* [ENTRIES SUPPLIED]
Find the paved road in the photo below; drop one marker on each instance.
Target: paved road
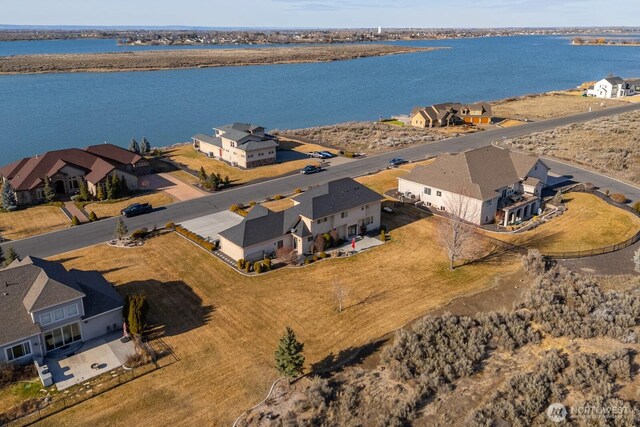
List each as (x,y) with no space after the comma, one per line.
--
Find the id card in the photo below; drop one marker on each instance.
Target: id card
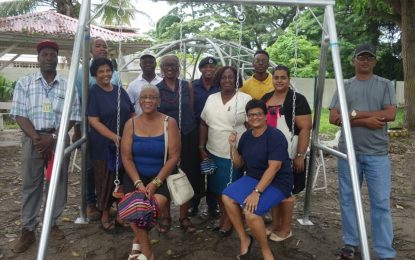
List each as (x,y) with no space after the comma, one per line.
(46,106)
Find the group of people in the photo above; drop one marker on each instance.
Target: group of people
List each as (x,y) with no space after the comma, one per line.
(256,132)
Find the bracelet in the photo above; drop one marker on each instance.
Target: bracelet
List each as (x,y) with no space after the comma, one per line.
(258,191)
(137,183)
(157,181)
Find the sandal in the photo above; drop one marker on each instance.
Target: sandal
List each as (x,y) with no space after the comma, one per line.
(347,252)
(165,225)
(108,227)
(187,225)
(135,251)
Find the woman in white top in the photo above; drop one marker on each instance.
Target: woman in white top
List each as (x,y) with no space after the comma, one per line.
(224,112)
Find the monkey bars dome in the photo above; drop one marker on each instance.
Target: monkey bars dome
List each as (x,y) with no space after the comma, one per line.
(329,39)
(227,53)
--
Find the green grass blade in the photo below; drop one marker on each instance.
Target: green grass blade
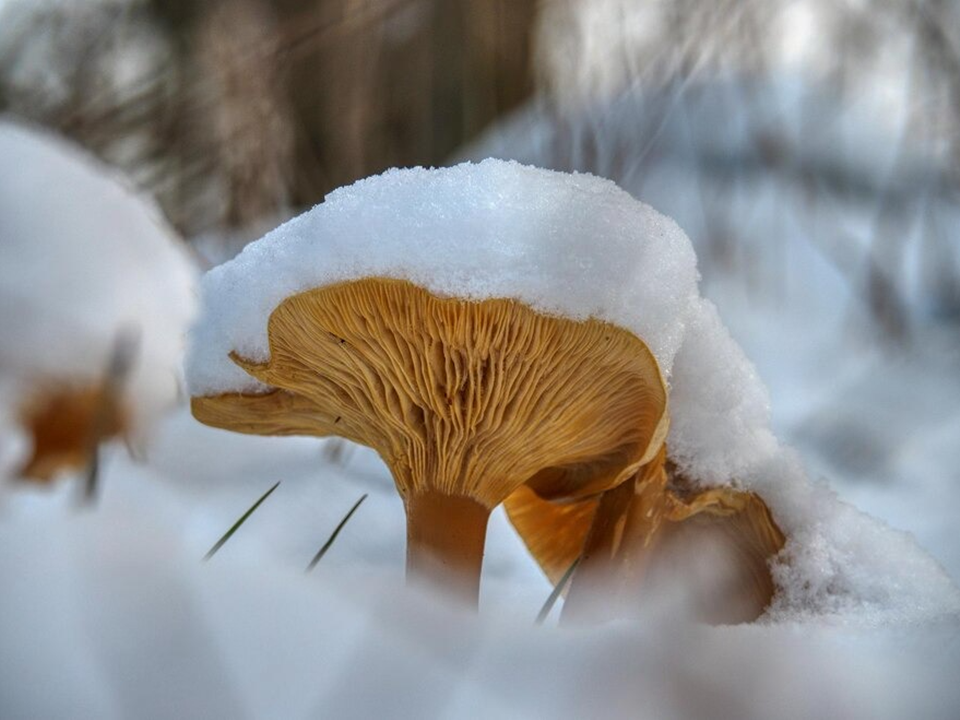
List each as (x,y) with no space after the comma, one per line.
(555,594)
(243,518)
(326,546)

* [WHAT THE EXERCISE ASKS] Report every line above that contains the word "woman", copying each such line in full.

* [OUTPUT]
Find the woman in white top in the photo above; drop one marker on each instance.
Target: woman in white top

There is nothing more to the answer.